What the task requires: Retype all of the data word for word, without pictures.

Provided records:
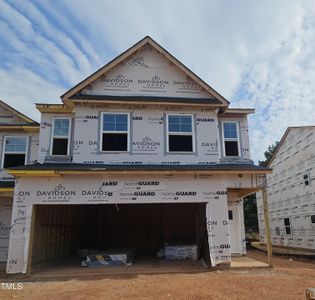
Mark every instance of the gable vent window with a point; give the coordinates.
(61, 136)
(115, 132)
(14, 152)
(287, 225)
(231, 139)
(180, 133)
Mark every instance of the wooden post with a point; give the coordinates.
(267, 226)
(30, 243)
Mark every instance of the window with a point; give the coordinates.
(277, 230)
(115, 132)
(230, 136)
(180, 133)
(14, 151)
(306, 179)
(60, 138)
(287, 225)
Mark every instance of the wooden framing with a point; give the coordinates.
(267, 226)
(30, 243)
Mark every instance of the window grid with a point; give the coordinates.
(180, 125)
(18, 145)
(117, 123)
(17, 149)
(230, 133)
(60, 131)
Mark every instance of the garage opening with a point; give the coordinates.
(62, 231)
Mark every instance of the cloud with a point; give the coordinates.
(256, 54)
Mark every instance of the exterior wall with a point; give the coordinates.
(119, 189)
(33, 142)
(288, 195)
(148, 136)
(45, 134)
(147, 73)
(5, 223)
(243, 137)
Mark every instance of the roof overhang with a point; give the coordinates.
(236, 112)
(71, 95)
(54, 108)
(19, 128)
(54, 172)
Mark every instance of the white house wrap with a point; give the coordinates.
(141, 154)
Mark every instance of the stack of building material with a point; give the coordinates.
(176, 252)
(106, 258)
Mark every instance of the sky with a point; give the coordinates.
(257, 54)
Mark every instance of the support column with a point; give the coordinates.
(267, 226)
(31, 238)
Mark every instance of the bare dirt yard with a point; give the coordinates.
(287, 280)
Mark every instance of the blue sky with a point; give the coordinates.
(258, 54)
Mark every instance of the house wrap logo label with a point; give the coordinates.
(119, 81)
(186, 84)
(146, 145)
(137, 61)
(59, 190)
(155, 82)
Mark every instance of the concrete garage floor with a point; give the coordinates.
(70, 268)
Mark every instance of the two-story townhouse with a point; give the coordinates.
(291, 191)
(18, 146)
(141, 154)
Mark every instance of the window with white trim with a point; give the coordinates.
(180, 136)
(115, 132)
(14, 151)
(60, 142)
(287, 226)
(231, 138)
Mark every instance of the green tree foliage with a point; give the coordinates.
(268, 154)
(250, 207)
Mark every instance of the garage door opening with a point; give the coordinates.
(63, 231)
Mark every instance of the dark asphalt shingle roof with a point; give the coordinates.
(7, 184)
(147, 99)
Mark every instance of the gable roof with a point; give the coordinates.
(26, 119)
(283, 139)
(70, 94)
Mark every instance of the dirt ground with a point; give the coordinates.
(287, 280)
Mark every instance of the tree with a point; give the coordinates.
(268, 154)
(250, 207)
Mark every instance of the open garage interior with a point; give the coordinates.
(70, 232)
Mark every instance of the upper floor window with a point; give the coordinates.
(14, 151)
(115, 132)
(287, 225)
(231, 139)
(60, 144)
(180, 137)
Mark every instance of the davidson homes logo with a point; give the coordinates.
(58, 191)
(119, 81)
(137, 61)
(146, 145)
(155, 82)
(186, 84)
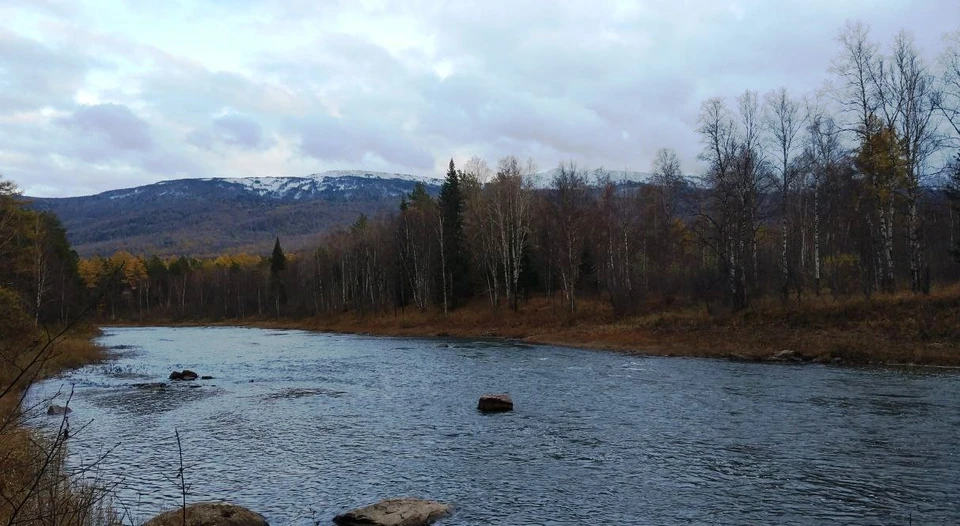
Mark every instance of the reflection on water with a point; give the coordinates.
(301, 426)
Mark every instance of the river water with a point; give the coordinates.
(300, 426)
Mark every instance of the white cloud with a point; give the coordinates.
(96, 97)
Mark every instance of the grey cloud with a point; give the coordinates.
(231, 129)
(330, 138)
(601, 82)
(34, 75)
(239, 130)
(115, 122)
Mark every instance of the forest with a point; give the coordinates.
(853, 191)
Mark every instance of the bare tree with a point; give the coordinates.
(784, 120)
(948, 101)
(569, 206)
(508, 206)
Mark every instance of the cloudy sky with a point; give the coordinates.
(96, 95)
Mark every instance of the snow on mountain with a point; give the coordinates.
(311, 185)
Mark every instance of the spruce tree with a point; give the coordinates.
(953, 194)
(278, 262)
(456, 265)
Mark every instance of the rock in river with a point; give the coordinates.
(395, 512)
(209, 514)
(186, 374)
(495, 403)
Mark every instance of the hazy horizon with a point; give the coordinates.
(102, 98)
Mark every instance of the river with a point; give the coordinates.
(301, 426)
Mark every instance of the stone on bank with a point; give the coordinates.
(209, 514)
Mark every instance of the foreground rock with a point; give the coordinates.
(495, 403)
(209, 514)
(58, 410)
(395, 512)
(186, 374)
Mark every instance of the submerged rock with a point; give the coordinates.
(58, 410)
(186, 374)
(151, 385)
(395, 512)
(209, 514)
(786, 356)
(495, 403)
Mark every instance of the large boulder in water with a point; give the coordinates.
(395, 512)
(209, 514)
(497, 403)
(186, 374)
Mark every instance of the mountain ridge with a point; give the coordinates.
(207, 216)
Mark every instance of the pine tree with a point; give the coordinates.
(953, 194)
(278, 262)
(455, 267)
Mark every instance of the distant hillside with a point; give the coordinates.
(209, 216)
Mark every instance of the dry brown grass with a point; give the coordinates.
(903, 328)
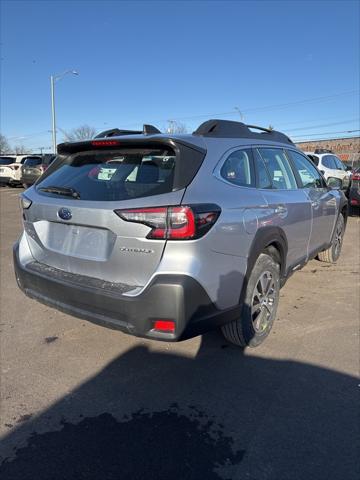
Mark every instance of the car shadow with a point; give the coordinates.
(223, 414)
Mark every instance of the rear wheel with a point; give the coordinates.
(332, 254)
(260, 305)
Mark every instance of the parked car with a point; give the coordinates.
(7, 170)
(167, 236)
(354, 194)
(33, 168)
(10, 174)
(331, 166)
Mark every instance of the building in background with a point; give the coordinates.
(347, 149)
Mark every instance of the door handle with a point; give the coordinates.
(280, 209)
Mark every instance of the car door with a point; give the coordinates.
(288, 207)
(323, 201)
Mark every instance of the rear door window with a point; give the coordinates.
(328, 162)
(6, 160)
(115, 175)
(308, 174)
(277, 164)
(32, 161)
(238, 168)
(314, 159)
(338, 163)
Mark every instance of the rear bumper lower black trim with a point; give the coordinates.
(168, 297)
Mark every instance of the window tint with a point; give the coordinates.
(314, 159)
(309, 176)
(32, 161)
(112, 176)
(238, 169)
(338, 163)
(278, 167)
(6, 160)
(263, 175)
(328, 162)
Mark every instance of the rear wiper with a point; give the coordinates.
(65, 191)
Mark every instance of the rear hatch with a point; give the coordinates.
(72, 224)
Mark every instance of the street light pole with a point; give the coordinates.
(240, 113)
(53, 113)
(53, 79)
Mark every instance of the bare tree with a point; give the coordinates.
(4, 145)
(173, 126)
(84, 132)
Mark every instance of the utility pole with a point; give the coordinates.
(53, 79)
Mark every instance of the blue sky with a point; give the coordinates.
(142, 62)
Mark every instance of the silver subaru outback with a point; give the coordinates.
(167, 236)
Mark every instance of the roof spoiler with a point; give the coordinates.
(230, 129)
(115, 132)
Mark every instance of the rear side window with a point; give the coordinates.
(238, 168)
(32, 161)
(6, 160)
(263, 175)
(115, 175)
(308, 174)
(314, 159)
(338, 163)
(281, 175)
(329, 162)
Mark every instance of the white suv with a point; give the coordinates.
(330, 166)
(10, 168)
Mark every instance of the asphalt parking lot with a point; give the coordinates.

Answer to this exercise:
Mark every instance of the gable vent window with a point; give the coordinates.
(61, 136)
(115, 132)
(14, 152)
(287, 225)
(231, 139)
(180, 133)
Mark every instance of the wooden post with a point; give the coordinates.
(267, 226)
(30, 243)
Mark every instance of the window with a point; give the coordinates.
(277, 230)
(115, 132)
(230, 136)
(180, 133)
(14, 151)
(306, 179)
(60, 138)
(287, 225)
Mark every instance of the wooden framing with a point; give the coordinates.
(267, 226)
(30, 243)
Mark every instance of the window grid with a point; give the coordinates.
(180, 125)
(18, 145)
(117, 123)
(17, 149)
(230, 133)
(60, 131)
Mark every instance of the garage opening with a point; give the coordinates.
(62, 231)
Mark every instance of the cloud with a point; give the coordinates.
(256, 54)
Mark every instance of the exterior wall with a point; give the coordinates.
(119, 189)
(33, 142)
(288, 195)
(148, 136)
(45, 134)
(147, 73)
(5, 223)
(243, 137)
Mark every instance of the roof overhang with a point; give the coordinates.
(236, 112)
(71, 95)
(54, 108)
(19, 128)
(54, 172)
Mark every instance of the white house wrap with a point; give the coordinates.
(141, 154)
Mark every instance of the stack of building material with a point; give the coordinates.
(176, 252)
(106, 258)
Mark every instance of the sky with a point; give the coordinates.
(257, 54)
Mark every instance of the support column with a point; give the coordinates.
(267, 226)
(31, 238)
Mark every instance of the bare dirt yard with a point; give the coordinates.
(287, 280)
Mark every instance of the blue sky with a point; give the coordinates.
(258, 54)
Mark every instance of the house wrap logo label with a point; give the coordinates.
(119, 81)
(186, 84)
(146, 145)
(137, 61)
(59, 190)
(155, 82)
Mark every instance of the concrete garage floor with a point; give the coordinates.
(70, 268)
Mark every instance of the two-story townhouse with a point; give the coordinates.
(291, 191)
(18, 146)
(141, 154)
Mark every instance of the window with white trim with a point; give the coordinates.
(180, 136)
(115, 132)
(14, 151)
(60, 142)
(287, 226)
(231, 138)
Mark every instance of the green tree foliage with a point; give the coordinates.
(268, 154)
(250, 207)
Mark every instance of the garage door opening with a point; give the coordinates.
(63, 231)
Mark every instance of the dark asphalt shingle roof with a point; give the coordinates.
(7, 184)
(147, 99)
Mark every instance of the gable roof with a point; give the coordinates.
(26, 119)
(283, 139)
(70, 94)
Mark every instance of the dirt ground with a point; give the coordinates.
(287, 280)
Mark every instance of the tree with a point; give the coordinates.
(268, 154)
(250, 207)
Mark every instance of the open garage interior with a point; give the coordinates.
(70, 232)
Mark every instance of the upper floor window with a point; give the coordinates.
(14, 151)
(115, 132)
(287, 225)
(231, 139)
(60, 144)
(180, 137)
Mark every instance of the davidson homes logo with a point; give the coordinates.
(58, 191)
(119, 81)
(137, 61)
(146, 145)
(155, 82)
(186, 84)
Mark every instance of the reflection on water with a point; give the coordinates.
(301, 426)
Mark every instance of the river water with a point; give the coordinates.
(300, 426)
Mark every instance of the white cloud with a point; give the coordinates.
(96, 97)
Mark every instance of the grey cloud with a point; give the coordinates.
(231, 129)
(330, 138)
(601, 82)
(34, 75)
(239, 130)
(115, 122)
Mark every instance of the forest with a point; give the coordinates.
(853, 191)
Mark every instance of the bare tree with a point; give the coordinates.
(784, 120)
(948, 101)
(569, 206)
(508, 206)
Mark every instance of the cloudy sky with a point; give the coordinates.
(96, 95)
Mark every instance of the snow on mountain with a point; give the coordinates.
(311, 185)
Mark every instance of the spruce tree with a point; give the coordinates.
(953, 194)
(278, 262)
(456, 265)
Mark every instance of the rock in river with a point; give the coordinates.
(395, 512)
(209, 514)
(186, 374)
(495, 403)
Mark every instance of the hazy horizon with a point; give the coordinates.
(102, 98)
Mark every instance of the river with a point; give the coordinates.
(301, 426)
Mark every instance of the stone on bank with a point; give the coordinates.
(209, 514)
Mark every instance of the foreground rock with a point; give the coordinates.
(495, 403)
(209, 514)
(58, 410)
(395, 512)
(186, 374)
Mark every instance of the submerged rock with a point; give the coordinates.
(58, 410)
(186, 374)
(151, 385)
(395, 512)
(209, 514)
(786, 356)
(495, 403)
Mark every instance of the large boulder in water with a point; give the coordinates.
(395, 512)
(209, 514)
(497, 403)
(186, 374)
Mark every instance of the mountain ridge with a point; give the coordinates.
(207, 216)
Mark every instance of the pine tree with a point; give the coordinates.
(953, 194)
(278, 262)
(455, 267)
Mark every instance of the distant hillside with a point; give the coordinates.
(209, 216)
Mark every instance of the dry brown grass with a point; give the coordinates.
(903, 328)
Mark every instance of the car shadow with a point; give the coordinates.
(223, 414)
Mark every instance of the rear wheel with a point; give the coordinates.
(332, 254)
(260, 305)
Mark every instance of the parked car with a point; give the coordinates.
(7, 170)
(167, 236)
(354, 194)
(33, 168)
(10, 174)
(331, 166)
Mark every instance of the building in background with a point; give the coordinates.
(347, 149)
Mark every instance of the door handle with a point; give the coordinates.
(280, 209)
Mark every instance of the car door with a point; give the coordinates.
(288, 207)
(323, 201)
Mark every instance of the rear door window with a point; give the coordinates.
(328, 162)
(6, 160)
(115, 175)
(308, 174)
(277, 164)
(32, 161)
(238, 168)
(314, 159)
(338, 163)
Mark every instance of the rear bumper lower black trim with a point; give the coordinates.
(168, 297)
Mark every instance of the window tint with a point; give the coordinates.
(314, 159)
(309, 176)
(32, 161)
(112, 176)
(238, 169)
(338, 163)
(278, 167)
(6, 160)
(263, 175)
(328, 162)
Mark every instance of the rear wiper with a point; give the coordinates.
(65, 191)
Mark every instance of the rear hatch with a point; give the coordinates.
(72, 224)
Mark every instance of the street light pole with a point; give the coordinates.
(240, 113)
(53, 113)
(53, 79)
Mark every instance of the bare tree with a point; give the coordinates.
(4, 145)
(173, 126)
(84, 132)
Mark every instance of the utility pole with a point; give the coordinates.
(53, 79)
Mark every instance of the blue sky with a point; give the coordinates.
(142, 62)
Mark every instance of the silver subaru outback with a point; give the coordinates.
(167, 236)
Mark every instance of the roof spoiler with a point; give the coordinates.
(230, 129)
(115, 132)
Mark every instance of the rear side window with a point; give the coordinates.
(238, 168)
(32, 161)
(6, 160)
(263, 175)
(115, 175)
(308, 174)
(314, 159)
(338, 163)
(281, 175)
(329, 162)
Mark every instance of the white suv with a point; give the coordinates.
(330, 166)
(10, 168)
Mark every instance of the asphalt parking lot with a point; give the coordinates.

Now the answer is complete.